→ EXTRACTED TEXT:
########
The Work Group notes that a variety of endpoints, clinical and subclinical, were included in the reviewed articles. No evidence on discrimination, calibration, net reclassification index, or cost-effectiveness was provided.
|13.||Den Ruijter et al., 2012 (18)||CIMT||This article is an individual-level meta-analysis of “14 population-based cohorts contributing data for 45 828 individuals. During a median follow-up of 11 years, 4007 first-time MIs or strokes occurred.”|
“We first refitted the risk factors of the FRS and then extended the model with common CIMT measurements to estimate the absolute 10-year risks to develop a first-time MI or stroke in both models. The C-statistic of both models was similar (0.757; 95% CI, 0.749–0.764; and 0.759; 95% CI, 0.752–0.766). The net reclassification improvement with the addition of common CIMT was small (0.8%; 95% CI, 0.1%–1.6%). In those at intermediate risk, the net reclassification improvement was 3.6% in all individuals (95% CI, 2.7%–4.6%) and no differences between men and women.”
“The addition of common CIMT measurements to the FRS was associated with small improvement in 10-year risk prediction of first-time MI or stroke, but this improvement is unlikely to be of clinical importance.”
########
→ RAW DATA:
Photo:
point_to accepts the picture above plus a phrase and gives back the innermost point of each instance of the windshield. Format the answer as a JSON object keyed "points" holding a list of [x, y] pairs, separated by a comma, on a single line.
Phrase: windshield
########
→ HOW TO COMPLETE THIS TASK:
In the CIMT meta-analysis excerpt, what was the net reclassification improvement among individuals at intermediate risk?

→ RESPONSE FOR THIS EXERCISE:
3.6% (95% CI, 2.7%–4.6%).